Task:
Give only the number of lines in these records that contain the word "eyeglasses".

+++ Source information +++

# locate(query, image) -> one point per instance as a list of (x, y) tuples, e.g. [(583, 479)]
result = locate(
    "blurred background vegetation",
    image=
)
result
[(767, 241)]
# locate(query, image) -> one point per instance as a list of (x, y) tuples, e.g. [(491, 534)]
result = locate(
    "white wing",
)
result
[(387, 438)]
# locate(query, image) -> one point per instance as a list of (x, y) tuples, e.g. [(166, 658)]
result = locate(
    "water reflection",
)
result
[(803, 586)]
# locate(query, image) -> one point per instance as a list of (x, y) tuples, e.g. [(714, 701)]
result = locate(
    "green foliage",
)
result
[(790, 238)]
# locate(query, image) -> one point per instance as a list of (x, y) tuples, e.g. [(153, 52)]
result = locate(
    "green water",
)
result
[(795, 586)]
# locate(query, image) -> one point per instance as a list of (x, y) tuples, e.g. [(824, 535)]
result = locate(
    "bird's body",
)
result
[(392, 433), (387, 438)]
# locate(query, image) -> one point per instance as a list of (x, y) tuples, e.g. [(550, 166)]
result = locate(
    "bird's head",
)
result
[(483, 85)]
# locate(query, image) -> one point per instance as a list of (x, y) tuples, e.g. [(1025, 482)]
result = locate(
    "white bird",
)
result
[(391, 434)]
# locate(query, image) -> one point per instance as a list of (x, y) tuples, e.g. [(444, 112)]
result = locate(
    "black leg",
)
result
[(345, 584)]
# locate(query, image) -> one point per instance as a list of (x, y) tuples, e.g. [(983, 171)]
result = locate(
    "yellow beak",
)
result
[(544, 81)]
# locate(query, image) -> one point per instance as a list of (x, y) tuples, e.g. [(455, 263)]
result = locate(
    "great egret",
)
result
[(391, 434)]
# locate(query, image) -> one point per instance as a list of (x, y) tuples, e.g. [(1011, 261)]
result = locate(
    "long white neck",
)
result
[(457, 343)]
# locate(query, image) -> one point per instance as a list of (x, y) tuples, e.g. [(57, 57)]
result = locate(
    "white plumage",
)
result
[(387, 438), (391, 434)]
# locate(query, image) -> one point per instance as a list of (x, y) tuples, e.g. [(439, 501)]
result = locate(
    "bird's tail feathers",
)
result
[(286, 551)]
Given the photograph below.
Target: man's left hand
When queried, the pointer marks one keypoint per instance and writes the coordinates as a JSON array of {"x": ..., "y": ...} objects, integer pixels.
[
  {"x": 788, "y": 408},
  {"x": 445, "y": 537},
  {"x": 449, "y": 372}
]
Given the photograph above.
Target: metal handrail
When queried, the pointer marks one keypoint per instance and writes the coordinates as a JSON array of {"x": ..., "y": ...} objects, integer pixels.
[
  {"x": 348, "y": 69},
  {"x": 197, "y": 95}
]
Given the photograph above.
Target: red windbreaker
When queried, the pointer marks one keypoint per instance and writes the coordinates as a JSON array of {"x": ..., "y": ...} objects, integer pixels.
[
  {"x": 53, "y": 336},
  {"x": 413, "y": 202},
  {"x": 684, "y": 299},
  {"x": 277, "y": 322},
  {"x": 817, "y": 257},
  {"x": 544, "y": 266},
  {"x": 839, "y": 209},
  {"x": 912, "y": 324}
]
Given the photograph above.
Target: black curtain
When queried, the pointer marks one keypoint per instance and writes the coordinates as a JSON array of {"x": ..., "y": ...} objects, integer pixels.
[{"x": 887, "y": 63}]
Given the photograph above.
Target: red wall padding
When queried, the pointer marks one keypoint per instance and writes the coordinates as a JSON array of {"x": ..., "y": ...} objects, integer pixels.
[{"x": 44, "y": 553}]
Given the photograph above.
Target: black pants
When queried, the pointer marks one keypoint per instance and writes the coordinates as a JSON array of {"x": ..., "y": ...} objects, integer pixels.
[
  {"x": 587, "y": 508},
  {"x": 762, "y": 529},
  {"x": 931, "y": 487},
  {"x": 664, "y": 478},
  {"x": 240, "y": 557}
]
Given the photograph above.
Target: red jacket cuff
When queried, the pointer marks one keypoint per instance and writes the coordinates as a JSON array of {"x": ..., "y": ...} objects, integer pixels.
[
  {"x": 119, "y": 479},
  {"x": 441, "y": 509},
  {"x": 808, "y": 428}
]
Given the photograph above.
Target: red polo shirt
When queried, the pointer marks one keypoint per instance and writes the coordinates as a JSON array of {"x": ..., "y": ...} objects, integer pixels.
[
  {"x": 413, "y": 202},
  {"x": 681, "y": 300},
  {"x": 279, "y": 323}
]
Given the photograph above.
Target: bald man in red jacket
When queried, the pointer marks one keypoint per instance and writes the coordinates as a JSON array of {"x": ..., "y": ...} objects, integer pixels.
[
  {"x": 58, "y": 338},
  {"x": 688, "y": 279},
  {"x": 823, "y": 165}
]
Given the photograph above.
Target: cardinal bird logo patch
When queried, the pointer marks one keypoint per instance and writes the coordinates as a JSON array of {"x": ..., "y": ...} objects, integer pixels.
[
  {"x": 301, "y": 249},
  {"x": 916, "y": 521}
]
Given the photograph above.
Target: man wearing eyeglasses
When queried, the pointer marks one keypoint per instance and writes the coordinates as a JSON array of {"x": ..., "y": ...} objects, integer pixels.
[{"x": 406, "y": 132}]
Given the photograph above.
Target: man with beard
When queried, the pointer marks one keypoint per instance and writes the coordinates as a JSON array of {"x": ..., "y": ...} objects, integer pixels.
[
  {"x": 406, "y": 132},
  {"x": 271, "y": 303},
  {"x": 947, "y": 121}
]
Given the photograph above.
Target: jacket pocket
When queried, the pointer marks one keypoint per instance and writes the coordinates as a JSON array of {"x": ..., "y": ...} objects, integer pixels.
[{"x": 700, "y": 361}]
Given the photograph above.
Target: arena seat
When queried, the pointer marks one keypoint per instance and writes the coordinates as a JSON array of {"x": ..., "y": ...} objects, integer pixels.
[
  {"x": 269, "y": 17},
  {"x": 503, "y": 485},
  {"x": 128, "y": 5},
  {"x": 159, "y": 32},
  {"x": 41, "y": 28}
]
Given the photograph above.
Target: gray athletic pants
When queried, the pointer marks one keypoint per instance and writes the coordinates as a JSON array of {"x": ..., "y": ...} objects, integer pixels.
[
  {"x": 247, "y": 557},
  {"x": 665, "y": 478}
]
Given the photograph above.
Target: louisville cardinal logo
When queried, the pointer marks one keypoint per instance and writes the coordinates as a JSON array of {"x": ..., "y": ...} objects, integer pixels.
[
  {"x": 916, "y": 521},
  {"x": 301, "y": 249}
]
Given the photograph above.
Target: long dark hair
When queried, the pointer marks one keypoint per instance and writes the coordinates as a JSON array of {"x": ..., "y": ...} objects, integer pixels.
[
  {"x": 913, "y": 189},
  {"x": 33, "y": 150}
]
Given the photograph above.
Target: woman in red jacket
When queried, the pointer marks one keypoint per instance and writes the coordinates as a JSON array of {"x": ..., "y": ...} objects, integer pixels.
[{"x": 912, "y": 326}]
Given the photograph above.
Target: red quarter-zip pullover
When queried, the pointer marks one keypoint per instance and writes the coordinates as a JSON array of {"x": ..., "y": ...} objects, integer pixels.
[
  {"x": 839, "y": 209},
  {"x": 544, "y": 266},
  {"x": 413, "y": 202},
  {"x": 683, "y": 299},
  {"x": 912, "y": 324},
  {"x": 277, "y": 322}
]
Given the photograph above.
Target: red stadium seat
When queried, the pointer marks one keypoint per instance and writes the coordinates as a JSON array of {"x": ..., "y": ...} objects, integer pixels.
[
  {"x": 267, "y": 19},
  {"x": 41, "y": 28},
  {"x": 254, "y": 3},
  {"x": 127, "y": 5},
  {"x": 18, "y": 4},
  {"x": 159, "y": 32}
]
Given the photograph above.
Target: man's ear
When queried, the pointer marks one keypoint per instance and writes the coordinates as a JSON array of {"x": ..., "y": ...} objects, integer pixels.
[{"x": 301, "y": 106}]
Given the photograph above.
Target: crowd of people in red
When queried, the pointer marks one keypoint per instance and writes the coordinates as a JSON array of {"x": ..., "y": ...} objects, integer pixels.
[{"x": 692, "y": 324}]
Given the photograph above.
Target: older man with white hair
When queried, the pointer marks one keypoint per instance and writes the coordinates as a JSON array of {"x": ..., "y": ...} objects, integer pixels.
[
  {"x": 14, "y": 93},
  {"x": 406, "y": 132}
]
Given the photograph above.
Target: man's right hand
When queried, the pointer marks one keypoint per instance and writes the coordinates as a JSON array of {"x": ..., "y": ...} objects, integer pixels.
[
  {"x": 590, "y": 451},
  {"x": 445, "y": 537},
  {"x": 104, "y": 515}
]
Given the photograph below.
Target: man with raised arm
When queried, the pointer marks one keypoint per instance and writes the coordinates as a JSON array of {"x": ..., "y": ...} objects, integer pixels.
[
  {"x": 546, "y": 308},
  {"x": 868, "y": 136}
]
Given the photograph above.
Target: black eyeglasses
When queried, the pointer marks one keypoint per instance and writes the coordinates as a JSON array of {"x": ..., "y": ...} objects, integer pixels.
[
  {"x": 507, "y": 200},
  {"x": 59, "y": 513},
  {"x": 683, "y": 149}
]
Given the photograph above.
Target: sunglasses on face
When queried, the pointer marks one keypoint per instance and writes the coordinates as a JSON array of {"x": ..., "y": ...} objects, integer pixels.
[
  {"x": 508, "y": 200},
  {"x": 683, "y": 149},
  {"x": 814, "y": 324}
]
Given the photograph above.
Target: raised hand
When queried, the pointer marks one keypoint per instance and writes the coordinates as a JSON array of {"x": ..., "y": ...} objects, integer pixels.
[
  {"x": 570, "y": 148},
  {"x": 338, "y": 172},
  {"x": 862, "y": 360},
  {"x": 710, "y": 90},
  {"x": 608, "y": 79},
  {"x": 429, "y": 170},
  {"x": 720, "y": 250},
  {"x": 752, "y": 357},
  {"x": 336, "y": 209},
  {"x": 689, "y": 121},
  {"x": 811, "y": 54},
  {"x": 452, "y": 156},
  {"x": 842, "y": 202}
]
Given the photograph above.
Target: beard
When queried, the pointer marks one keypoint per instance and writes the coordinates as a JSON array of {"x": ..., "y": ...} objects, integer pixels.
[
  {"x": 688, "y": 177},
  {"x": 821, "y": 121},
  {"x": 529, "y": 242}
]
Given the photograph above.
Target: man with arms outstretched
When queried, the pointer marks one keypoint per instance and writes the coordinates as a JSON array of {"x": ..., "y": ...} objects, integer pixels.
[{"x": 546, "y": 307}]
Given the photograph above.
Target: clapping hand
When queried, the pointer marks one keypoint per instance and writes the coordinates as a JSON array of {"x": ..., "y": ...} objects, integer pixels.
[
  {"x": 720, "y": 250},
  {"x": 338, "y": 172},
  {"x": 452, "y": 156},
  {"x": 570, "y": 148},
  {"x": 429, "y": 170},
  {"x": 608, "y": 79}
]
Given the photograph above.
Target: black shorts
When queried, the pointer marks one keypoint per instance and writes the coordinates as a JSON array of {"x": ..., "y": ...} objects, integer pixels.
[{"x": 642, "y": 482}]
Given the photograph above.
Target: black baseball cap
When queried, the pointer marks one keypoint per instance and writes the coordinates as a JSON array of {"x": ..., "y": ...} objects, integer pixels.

+++

Reply:
2